───── ENTRIES SHOWN
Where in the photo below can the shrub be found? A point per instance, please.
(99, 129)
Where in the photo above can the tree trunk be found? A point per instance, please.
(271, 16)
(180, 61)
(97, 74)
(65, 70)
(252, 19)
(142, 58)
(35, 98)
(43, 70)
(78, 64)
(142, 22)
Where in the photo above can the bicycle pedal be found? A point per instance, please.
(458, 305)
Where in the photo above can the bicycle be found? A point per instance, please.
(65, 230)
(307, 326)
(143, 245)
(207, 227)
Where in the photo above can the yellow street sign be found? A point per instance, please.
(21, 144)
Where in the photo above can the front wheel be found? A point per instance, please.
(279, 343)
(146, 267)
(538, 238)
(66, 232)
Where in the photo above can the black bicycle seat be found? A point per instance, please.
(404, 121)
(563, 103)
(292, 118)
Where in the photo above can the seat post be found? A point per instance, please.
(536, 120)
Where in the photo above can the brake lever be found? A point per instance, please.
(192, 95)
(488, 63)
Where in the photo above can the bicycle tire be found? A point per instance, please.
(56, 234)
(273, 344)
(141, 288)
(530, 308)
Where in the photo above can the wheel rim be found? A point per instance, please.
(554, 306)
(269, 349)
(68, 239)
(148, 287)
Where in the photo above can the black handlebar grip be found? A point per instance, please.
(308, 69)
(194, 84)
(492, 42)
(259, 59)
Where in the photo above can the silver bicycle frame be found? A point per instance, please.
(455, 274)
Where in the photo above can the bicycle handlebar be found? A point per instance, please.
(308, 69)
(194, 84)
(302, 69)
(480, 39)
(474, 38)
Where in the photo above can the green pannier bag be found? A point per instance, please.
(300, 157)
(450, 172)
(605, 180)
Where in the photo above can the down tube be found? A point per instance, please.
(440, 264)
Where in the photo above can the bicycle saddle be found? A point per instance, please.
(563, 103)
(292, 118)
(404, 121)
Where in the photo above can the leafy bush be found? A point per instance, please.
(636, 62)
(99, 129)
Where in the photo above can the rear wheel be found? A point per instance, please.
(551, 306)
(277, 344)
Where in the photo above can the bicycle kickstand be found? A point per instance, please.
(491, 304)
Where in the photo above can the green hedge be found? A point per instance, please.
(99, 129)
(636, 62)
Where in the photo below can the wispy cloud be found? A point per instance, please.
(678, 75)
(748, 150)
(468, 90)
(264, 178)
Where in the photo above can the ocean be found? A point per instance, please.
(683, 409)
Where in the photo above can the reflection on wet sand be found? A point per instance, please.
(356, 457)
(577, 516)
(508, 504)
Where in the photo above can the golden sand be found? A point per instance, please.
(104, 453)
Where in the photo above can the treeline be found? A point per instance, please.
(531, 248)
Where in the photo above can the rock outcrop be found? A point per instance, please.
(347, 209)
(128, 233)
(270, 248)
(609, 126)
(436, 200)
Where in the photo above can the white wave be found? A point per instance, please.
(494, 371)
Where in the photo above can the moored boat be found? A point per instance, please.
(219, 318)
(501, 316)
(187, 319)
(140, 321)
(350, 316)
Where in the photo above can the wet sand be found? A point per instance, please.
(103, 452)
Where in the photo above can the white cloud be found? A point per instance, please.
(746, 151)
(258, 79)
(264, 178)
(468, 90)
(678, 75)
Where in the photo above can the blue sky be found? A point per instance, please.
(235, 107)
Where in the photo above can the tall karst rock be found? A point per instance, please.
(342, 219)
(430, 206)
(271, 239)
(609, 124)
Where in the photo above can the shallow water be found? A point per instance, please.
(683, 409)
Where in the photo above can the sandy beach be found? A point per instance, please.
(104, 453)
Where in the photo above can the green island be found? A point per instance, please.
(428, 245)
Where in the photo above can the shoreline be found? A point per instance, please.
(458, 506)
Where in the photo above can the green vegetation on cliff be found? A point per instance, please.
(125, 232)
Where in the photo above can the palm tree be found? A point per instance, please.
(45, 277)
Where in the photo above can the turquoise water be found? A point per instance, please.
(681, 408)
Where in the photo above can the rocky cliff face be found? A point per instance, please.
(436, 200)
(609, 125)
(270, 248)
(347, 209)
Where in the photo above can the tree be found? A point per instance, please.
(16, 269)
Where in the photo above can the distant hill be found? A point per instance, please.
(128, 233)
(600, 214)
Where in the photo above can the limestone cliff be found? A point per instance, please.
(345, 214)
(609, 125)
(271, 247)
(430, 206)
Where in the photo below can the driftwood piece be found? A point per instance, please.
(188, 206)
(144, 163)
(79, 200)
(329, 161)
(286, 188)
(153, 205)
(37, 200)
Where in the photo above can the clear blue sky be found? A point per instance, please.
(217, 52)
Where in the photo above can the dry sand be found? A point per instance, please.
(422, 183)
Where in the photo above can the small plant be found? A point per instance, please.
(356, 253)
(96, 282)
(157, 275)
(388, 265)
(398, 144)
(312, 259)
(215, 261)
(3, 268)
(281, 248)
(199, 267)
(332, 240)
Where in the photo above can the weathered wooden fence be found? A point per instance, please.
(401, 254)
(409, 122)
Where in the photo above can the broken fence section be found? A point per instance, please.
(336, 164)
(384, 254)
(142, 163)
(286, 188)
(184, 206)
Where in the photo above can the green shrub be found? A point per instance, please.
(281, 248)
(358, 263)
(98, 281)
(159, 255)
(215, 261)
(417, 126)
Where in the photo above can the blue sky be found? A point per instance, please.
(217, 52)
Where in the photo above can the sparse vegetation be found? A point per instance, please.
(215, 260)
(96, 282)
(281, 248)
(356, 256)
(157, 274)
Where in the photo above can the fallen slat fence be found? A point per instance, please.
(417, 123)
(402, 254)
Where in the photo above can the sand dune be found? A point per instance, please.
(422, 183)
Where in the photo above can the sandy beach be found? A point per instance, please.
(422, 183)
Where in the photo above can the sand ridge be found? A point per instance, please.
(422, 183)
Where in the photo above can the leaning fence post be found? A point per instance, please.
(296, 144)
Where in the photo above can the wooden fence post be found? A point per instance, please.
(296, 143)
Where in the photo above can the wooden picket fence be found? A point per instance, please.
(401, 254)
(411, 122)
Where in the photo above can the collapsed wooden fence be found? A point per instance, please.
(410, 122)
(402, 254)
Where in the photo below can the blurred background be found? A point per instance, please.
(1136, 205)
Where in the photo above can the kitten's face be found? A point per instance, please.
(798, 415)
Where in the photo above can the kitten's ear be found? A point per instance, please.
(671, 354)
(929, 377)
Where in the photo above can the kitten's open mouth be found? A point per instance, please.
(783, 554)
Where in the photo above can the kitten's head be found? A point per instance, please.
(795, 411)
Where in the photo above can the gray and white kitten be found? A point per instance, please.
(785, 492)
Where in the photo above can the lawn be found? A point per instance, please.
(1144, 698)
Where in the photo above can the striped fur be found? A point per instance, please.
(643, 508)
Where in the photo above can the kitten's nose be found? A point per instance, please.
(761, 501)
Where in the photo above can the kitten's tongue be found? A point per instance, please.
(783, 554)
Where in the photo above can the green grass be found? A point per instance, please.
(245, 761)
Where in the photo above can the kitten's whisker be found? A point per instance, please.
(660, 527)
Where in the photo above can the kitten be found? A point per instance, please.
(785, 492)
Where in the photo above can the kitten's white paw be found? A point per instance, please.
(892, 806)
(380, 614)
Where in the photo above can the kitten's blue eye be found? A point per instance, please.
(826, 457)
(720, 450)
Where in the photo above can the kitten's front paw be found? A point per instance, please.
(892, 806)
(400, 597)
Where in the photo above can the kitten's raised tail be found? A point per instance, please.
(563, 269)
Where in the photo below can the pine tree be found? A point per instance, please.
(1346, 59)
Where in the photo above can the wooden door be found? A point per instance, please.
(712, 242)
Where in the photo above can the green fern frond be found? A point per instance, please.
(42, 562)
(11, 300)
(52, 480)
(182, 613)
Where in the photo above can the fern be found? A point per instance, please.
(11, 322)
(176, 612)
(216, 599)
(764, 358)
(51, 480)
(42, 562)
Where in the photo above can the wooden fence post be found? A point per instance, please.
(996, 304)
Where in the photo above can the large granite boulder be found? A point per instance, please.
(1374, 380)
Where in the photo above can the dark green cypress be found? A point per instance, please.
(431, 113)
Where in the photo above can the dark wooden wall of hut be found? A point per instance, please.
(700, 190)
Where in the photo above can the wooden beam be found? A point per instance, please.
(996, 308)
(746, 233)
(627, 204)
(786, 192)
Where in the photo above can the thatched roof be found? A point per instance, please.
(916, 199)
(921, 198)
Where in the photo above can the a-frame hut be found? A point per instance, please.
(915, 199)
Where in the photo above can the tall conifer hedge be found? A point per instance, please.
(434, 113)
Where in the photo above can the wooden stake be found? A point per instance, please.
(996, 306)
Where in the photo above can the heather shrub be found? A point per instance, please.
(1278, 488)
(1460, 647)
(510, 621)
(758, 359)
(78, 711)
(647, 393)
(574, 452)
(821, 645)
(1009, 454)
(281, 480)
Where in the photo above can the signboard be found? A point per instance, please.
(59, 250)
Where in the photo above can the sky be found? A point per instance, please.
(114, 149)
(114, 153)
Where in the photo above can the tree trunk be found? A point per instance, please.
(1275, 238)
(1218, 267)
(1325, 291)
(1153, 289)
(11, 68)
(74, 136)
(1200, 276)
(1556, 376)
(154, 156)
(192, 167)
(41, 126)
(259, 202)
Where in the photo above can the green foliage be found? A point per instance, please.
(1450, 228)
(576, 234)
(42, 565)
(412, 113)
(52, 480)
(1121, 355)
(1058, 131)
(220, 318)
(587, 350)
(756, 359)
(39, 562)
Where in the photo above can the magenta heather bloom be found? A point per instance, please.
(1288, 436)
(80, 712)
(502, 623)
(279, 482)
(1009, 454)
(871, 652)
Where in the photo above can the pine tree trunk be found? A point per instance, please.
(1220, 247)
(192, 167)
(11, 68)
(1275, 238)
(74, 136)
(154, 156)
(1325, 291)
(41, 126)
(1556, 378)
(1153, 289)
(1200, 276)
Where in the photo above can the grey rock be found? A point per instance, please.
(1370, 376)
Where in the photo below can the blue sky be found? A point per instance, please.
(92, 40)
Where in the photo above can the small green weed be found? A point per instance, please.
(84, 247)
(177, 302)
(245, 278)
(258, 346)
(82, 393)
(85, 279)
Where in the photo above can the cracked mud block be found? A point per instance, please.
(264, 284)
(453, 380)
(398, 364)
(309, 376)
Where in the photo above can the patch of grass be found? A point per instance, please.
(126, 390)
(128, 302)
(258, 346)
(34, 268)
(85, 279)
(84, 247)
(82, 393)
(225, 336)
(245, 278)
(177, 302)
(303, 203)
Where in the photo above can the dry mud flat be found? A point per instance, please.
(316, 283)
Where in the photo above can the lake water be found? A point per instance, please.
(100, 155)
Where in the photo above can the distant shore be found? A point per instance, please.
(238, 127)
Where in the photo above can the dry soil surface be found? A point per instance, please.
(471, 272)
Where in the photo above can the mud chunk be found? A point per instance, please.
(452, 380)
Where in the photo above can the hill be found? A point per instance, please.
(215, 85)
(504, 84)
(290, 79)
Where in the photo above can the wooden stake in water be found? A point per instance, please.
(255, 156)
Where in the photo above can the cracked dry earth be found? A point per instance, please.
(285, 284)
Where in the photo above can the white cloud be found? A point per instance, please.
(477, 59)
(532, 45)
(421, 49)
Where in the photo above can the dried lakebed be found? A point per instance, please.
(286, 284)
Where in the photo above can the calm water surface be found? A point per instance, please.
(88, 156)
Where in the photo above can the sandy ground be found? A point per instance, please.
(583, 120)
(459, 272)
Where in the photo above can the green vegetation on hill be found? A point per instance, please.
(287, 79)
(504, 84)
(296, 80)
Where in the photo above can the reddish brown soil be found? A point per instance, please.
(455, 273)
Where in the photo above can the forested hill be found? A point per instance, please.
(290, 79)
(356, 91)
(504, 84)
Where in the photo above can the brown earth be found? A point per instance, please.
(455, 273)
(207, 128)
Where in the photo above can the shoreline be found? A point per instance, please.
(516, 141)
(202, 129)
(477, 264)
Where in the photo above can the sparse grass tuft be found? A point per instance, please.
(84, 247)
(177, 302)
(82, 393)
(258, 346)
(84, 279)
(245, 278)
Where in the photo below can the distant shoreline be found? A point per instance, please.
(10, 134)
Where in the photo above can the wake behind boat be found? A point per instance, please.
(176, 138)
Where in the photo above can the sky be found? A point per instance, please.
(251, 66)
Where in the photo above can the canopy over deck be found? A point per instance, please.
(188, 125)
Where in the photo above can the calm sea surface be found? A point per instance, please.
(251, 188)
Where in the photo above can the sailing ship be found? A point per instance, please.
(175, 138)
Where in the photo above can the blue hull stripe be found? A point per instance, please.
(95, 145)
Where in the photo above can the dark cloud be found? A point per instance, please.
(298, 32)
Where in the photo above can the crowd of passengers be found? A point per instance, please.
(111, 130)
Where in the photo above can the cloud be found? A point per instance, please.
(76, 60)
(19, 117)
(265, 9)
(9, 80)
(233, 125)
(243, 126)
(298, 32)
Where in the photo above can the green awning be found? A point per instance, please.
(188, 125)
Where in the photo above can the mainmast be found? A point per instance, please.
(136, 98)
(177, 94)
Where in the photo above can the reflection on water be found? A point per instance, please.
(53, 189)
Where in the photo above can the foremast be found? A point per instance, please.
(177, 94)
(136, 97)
──────────
** WHAT TO WORK ON **
Arrange the lines of the listing from the line containing "Where in the photo above can the reflection on water" through the end of the listing as a JSON list of strings, one string per line, omitting any blank lines.

** CORRECT ANSWER **
[
  "Where in the photo above can the reflection on water be found? A point per instance, please.",
  "(53, 189)",
  "Where in the photo above can the foremast be found? A point per instance, please.",
  "(177, 94)",
  "(136, 97)"
]